====== TASK INPUTS
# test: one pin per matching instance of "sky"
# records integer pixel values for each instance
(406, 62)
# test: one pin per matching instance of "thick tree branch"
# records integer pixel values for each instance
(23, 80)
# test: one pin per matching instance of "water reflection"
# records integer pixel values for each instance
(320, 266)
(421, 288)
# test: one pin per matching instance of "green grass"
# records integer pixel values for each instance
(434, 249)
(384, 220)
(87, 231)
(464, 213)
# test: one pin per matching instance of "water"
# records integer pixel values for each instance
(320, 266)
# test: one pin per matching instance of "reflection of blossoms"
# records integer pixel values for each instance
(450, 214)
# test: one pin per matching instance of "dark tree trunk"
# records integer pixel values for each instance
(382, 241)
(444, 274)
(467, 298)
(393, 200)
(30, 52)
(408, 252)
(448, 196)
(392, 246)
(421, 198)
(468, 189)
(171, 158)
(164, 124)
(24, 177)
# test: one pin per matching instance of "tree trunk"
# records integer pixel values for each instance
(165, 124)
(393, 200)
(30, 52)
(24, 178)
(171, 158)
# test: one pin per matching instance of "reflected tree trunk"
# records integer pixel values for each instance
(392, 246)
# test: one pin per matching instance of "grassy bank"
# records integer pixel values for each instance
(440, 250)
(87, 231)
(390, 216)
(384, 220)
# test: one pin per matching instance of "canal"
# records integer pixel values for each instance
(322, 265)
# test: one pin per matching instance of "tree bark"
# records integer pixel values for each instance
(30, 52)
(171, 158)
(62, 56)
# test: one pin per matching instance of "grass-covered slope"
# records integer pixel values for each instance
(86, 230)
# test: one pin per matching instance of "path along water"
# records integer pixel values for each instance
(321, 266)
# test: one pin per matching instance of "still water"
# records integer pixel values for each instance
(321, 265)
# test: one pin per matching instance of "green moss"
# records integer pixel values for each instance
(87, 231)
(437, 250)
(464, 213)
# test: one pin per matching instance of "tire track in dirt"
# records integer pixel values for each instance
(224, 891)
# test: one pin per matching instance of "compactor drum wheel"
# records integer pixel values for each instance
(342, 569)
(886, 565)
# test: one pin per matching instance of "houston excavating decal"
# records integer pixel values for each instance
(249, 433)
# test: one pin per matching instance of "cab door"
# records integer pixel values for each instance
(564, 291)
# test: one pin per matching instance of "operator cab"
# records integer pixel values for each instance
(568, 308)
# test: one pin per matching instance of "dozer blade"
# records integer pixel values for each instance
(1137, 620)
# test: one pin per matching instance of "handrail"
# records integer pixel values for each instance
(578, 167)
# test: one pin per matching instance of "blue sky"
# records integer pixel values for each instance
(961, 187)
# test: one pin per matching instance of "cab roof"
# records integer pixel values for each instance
============
**STATED TASK**
Every line above should be printed again exactly as it stands.

**WRITTEN ANSWER**
# test: one pin per matching instance of "sky"
# records integer pixel values for each instance
(406, 62)
# test: one pin per matching instance of "thick tree branch"
# records integer pixel values for each instance
(23, 80)
# test: one pin per matching instance of "water reflection"
# records integer pixel values for each instance
(320, 266)
(421, 288)
# test: one pin per matching instance of "green grass"
# records integer pixel values for each instance
(434, 249)
(384, 220)
(87, 231)
(464, 213)
# test: one pin per matching instance of "water"
# records integer pixel values for each instance
(320, 266)
# test: one pin per matching instance of "reflection of blossoms"
# records integer pixel values for each instance
(450, 214)
# test: one pin per matching instance of "dark tree trunk"
# records integer pixel values for each instance
(382, 241)
(444, 274)
(467, 298)
(393, 200)
(30, 52)
(408, 252)
(448, 196)
(392, 246)
(421, 198)
(468, 189)
(171, 158)
(164, 124)
(24, 177)
# test: one pin per matching instance of "tree trunk"
# records integer pixel values for each instance
(165, 124)
(393, 200)
(30, 52)
(24, 178)
(171, 158)
# test: one pin per matching instance of "reflected tree trunk"
# records integer pixel values for each instance
(392, 246)
# test: one pin per matching instance of "grassy bank"
# records integer pixel values for each instance
(440, 250)
(87, 231)
(390, 216)
(384, 220)
# test: one pin per matching instance of "canal"
# records integer pixel values for each instance
(322, 265)
# test: one pin per matching instance of "tree bark"
# records integer pixel values for each instance
(30, 52)
(171, 158)
(62, 56)
# test: one pin per matching instance of "grass-covered slope"
# records integer pixel values for each instance
(86, 230)
# test: one pin per matching instance of "path along water"
# records integer pixel values for each instance
(321, 266)
# test: one pin per matching instance of "still water"
# records integer pixel values for each instance
(321, 265)
# test: one pin per matching instance of "green moss"
# records integer pixel values for each instance
(87, 231)
(437, 250)
(464, 213)
# test: one pin per matching instance of "tire track in dirt"
# records integer pixel values for each instance
(224, 891)
# test: one pin per matching instance of "compactor drum wheel"
# records integer pixel values for each instance
(342, 569)
(886, 565)
# test: one pin per matching instance of "houston excavating decal"
# records integer pixel values for each instance
(249, 433)
# test: one pin per matching instance of "cab door"
# records integer pixel values for each instance
(564, 291)
# test: one pin per matching instance of "operator cab"
# records integer pixel values for each instance
(568, 308)
# test: one pin per matching instance of "dozer blade"
# records integer pixel values for each instance
(1137, 620)
# test: one pin per matching instance of "handrail"
# records integer pixel values for each instance
(578, 167)
# test: one pin per matching instance of "blue sky"
# records integer pixel values for each instance
(961, 187)
# test: one pin per matching instance of "cab roof"
# records integer pixel values for each instance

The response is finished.